- [Instruction 1] In the passage on fish varieties, under what name is redfish marketed?

- [Excerpt to read]
---+---

2. Pollock has come a long ways recently in desirability. Although it is a semi-dark flesh fish, it has a wonderful flavor, holds together well in chowders and soups and is a little more moist. These qualities along with the lower price tag have become popular with consumers looking for an inexpensive fish dinner.
3. Hake. What the heck is hake?? Well, just for “the hake of it”, hake is a little known variety of white fleshed fish that many chefs are suddenly realizing can bring new dimensions to the menu both in taste and economics. In the contest of best kept secrets hake comes in first hands down. There are several different kinds of hake to choose from, brown, blue and silver, all are a delicate flavorful white flesh fish, the names come from the outside skin coloration. In the old days of salt cod hake was considered a trash fish and mostly discarded or used for fertilizer because it needs to be chilled upon catching to keep it from getting soft and mushy. Bleeding and chilling is a must for all species, but the hake family needs it especially to retain its firmness. Many years ago a popular dish in New England was a “Yankee Boiled Fish Dinner”. Mostly served in coastal settlements, smart fishermen would retain a large blue hake,(blue hake can get up to 30-50 pounds) salt it in a brine for a day to firm it up real good, then boil it with vegetables and cabbage and serve it with fresh bread and fried pork scraps. I’ve made this several times and it truly is wicked good.
4. Redfish or rosefish. Marketed as “ocean perch” this guy gets his name from its brilliant red skin. At one time it was a mainstay in the Gloucester fishing fleet, draggers bringing in hundreds of pounds a day, however due to a very slow growth rate redfish were nearly wiped out from overfishing. Sadly its popularity also declined with less availability and slipped into obscurity until recently revigorated stocks made it marketable. It truly is a sweet perch flesh fish cooked in many different ways.
5. Squid. Ugly, weird, and squirmy, also known as calamari, is as delicious as any other fine fillet to come to the table. I in fact prefer a fried squid dinner over clams. The skinned body as well as the de-beaked head and tentacles can be prepared in a wide numbers of ways to enhance your dinning pleasure.
6. Monkfish. So named by marketers to give the flesh more desirability because it’s real name is goosefish or anglerfish and they figured if anybody ever looked it up in book they would never buy it much less eat it because to be honest anglerfish are downright UGLY. That being said the flavor and firmness of its flesh can attest to the old saying beauty is only skin deep. Chefs in upscale restaurants around the world have prized the ugly bugger for many years due to its popularity among diners.

---+---

Excerpts from a dataset
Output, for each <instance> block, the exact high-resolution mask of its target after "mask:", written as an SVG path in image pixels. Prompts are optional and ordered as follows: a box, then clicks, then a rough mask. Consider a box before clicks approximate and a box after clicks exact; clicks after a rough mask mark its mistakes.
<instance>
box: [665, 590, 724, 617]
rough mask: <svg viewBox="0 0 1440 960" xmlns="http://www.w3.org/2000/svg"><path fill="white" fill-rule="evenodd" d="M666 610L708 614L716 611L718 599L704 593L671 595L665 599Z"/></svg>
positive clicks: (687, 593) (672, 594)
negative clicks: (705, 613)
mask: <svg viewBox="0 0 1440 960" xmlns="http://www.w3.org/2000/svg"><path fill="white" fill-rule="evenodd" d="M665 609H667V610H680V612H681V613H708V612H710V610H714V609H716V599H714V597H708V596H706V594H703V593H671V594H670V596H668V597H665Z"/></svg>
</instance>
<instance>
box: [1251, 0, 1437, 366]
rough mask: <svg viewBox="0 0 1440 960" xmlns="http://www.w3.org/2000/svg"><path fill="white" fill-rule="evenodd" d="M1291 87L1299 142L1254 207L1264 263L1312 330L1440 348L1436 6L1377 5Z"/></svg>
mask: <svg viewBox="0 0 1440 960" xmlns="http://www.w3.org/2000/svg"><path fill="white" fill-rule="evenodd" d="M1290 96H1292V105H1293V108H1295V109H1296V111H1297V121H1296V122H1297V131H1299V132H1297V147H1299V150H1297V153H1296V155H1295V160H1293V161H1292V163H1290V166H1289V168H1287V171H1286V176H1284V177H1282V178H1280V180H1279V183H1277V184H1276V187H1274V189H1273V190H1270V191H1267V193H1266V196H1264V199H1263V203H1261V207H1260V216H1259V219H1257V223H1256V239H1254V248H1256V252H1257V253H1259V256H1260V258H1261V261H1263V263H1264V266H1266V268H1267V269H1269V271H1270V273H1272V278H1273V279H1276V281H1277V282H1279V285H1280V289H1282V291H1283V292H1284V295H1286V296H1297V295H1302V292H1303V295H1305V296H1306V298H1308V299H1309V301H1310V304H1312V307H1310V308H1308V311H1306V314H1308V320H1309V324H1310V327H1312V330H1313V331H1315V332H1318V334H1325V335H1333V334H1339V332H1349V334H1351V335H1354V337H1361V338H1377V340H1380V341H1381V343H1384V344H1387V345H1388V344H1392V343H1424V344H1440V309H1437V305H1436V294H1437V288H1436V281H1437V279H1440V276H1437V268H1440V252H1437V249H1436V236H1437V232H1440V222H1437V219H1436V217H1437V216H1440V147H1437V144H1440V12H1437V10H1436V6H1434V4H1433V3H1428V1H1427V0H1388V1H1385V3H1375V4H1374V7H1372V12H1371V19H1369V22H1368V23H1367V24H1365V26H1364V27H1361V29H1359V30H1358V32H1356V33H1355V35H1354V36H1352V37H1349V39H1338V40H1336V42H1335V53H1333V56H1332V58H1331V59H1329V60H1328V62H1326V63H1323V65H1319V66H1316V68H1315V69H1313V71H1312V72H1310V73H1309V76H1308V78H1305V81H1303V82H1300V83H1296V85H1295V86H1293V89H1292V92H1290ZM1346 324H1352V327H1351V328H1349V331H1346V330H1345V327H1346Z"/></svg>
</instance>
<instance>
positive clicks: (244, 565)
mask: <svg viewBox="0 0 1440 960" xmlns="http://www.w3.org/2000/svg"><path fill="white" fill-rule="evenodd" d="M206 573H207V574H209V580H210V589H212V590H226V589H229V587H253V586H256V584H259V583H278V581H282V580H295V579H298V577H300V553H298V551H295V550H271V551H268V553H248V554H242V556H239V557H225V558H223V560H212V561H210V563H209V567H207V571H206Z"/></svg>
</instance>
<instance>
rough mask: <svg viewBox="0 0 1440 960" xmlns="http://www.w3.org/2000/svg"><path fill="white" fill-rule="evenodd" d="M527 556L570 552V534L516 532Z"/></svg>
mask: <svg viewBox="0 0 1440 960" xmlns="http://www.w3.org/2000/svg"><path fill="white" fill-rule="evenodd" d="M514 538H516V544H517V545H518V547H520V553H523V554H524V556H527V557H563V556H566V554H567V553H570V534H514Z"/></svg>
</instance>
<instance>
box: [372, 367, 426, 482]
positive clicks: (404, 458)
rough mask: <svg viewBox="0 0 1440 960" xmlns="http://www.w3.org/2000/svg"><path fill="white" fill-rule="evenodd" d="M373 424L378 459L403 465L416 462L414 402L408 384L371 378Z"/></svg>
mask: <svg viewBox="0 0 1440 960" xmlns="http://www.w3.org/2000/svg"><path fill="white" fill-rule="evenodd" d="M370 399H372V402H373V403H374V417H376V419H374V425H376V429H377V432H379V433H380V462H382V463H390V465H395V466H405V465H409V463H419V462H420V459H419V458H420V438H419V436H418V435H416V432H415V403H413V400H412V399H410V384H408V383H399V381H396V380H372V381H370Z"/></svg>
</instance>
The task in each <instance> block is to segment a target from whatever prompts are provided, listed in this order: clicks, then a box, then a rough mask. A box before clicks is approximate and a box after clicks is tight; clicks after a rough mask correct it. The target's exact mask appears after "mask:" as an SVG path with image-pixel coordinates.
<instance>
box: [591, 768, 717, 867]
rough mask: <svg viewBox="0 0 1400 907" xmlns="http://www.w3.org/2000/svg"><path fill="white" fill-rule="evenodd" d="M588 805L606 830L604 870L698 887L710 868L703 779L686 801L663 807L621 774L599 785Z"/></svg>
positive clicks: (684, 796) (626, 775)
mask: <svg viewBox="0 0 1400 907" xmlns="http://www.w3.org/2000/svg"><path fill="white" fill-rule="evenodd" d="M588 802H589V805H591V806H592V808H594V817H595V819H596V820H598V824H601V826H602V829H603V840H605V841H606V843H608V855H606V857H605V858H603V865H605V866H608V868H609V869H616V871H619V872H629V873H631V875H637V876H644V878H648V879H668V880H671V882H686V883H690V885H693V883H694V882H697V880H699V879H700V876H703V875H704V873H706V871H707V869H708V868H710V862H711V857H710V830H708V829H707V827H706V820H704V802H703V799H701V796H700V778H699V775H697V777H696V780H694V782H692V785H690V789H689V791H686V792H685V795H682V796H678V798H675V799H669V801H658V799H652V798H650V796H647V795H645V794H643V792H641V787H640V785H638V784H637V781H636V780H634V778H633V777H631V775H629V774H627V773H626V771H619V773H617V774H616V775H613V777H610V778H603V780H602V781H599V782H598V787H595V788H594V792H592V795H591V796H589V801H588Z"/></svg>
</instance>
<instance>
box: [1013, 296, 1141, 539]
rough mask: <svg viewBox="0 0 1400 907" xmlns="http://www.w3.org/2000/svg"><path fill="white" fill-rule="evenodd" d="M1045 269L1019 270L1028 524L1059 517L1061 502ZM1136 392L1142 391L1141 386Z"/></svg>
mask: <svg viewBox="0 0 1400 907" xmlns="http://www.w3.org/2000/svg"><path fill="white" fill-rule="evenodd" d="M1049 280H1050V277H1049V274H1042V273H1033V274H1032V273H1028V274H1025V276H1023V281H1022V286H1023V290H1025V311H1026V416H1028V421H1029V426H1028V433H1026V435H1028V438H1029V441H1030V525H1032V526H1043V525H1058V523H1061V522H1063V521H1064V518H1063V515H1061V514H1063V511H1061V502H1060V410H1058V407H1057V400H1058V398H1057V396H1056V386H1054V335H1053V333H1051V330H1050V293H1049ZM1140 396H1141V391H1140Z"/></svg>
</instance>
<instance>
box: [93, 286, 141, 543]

---+---

- [Instruction 2] Extract the records verbatim from their first line up to and including the line that contains "positive clicks: (687, 593) (672, 594)".

- [Task answer 1] Redfish is marketed as "ocean perch."

- [Task answer 2]
Output, for each <instance> block, the exact high-resolution mask of its target after "mask:", written as an SVG path in image pixels. Prompts are optional and ordered as follows: a box, then clicks, then a rough mask. Consider a box before clicks approximate and a box after clicks exact; clicks after a rough mask mark its mistakes.
<instance>
box: [665, 590, 724, 617]
rough mask: <svg viewBox="0 0 1440 960" xmlns="http://www.w3.org/2000/svg"><path fill="white" fill-rule="evenodd" d="M666 610L708 614L716 611L718 599L704 593L671 595L665 599Z"/></svg>
positive clicks: (687, 593) (672, 594)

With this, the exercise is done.